SET PROBLEM: Copy out every line from the one containing "pair like [300,402]." through the end of the lines below. Offset each number in the answer coordinates by -73, change nothing else, and leave out the pictures.

ITEMS:
* Start *

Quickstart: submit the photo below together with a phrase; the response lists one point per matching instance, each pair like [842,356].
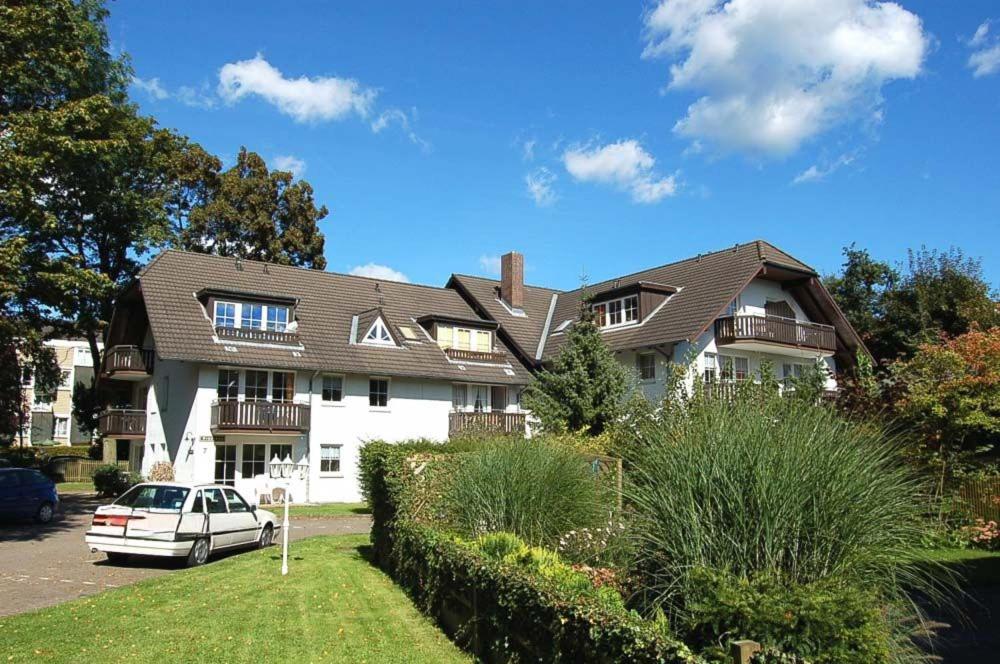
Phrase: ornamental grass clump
[533,489]
[773,489]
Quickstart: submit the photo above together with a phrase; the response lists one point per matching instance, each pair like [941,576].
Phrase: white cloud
[304,99]
[539,185]
[775,73]
[816,172]
[375,271]
[150,86]
[985,58]
[625,165]
[489,264]
[394,116]
[287,162]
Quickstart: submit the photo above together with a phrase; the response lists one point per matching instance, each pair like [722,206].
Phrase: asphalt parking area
[49,564]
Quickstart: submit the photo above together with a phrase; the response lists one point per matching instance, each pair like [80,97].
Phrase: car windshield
[154,497]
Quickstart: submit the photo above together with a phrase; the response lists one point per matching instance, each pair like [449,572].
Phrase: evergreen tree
[585,387]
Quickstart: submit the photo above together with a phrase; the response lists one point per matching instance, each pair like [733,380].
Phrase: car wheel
[45,513]
[266,537]
[199,552]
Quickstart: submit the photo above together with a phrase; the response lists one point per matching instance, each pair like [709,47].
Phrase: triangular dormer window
[378,334]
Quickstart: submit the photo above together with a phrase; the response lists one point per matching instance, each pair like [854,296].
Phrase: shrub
[535,490]
[778,489]
[161,471]
[112,481]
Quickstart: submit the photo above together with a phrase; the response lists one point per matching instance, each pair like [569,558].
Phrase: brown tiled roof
[705,283]
[327,304]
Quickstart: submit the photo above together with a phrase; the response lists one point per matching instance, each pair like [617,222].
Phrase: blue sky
[596,138]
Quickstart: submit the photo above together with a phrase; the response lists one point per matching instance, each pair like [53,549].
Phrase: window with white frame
[251,316]
[735,367]
[710,372]
[329,458]
[646,364]
[378,334]
[333,389]
[378,392]
[621,311]
[61,427]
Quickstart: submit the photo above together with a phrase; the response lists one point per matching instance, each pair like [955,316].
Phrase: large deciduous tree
[585,387]
[251,212]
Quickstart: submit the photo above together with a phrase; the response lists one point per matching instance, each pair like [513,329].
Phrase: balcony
[122,423]
[486,422]
[259,416]
[128,363]
[774,334]
[257,336]
[493,357]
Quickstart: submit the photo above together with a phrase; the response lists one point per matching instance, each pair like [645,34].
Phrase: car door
[243,518]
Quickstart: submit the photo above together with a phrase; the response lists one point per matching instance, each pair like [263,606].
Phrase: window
[617,312]
[459,397]
[333,389]
[215,501]
[225,314]
[282,386]
[61,427]
[225,465]
[378,393]
[329,458]
[378,333]
[277,318]
[480,398]
[229,385]
[253,316]
[647,366]
[256,388]
[710,373]
[254,459]
[735,368]
[236,502]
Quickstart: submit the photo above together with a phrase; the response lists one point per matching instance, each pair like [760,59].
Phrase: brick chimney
[512,279]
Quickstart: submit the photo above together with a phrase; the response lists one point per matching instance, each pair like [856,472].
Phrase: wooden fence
[982,498]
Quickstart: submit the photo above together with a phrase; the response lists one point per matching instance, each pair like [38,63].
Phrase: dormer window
[378,334]
[617,312]
[250,316]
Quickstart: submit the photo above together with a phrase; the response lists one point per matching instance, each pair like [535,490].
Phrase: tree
[586,385]
[254,213]
[895,311]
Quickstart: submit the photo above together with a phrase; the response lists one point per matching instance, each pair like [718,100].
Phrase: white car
[179,520]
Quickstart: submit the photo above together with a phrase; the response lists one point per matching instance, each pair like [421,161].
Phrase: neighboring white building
[218,365]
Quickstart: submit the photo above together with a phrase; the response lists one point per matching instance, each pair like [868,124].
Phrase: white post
[284,535]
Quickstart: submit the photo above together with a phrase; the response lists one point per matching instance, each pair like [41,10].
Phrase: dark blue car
[26,493]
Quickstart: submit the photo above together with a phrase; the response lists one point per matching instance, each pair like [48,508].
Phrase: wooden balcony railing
[260,336]
[775,329]
[486,422]
[128,360]
[498,357]
[122,423]
[259,416]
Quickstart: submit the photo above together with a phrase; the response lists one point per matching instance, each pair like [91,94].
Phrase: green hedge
[496,610]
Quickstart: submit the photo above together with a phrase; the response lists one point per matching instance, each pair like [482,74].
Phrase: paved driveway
[45,565]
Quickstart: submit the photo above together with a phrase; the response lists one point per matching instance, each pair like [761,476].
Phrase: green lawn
[316,511]
[332,607]
[76,487]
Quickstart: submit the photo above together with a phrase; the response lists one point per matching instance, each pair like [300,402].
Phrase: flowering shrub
[984,534]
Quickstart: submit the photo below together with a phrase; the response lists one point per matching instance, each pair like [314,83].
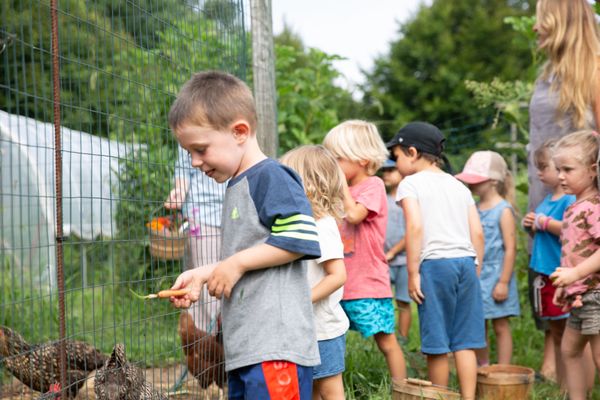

* End *

TASK OUTPUT:
Quickstart: submit the photo above together with a phrase; the response lists one point per matching instance, each pair like [300,402].
Phrase: flowering shrub
[911,461]
Quickstart: submit the photo below together with a phrase; the response lists one point per matching instance, each pair like [314,83].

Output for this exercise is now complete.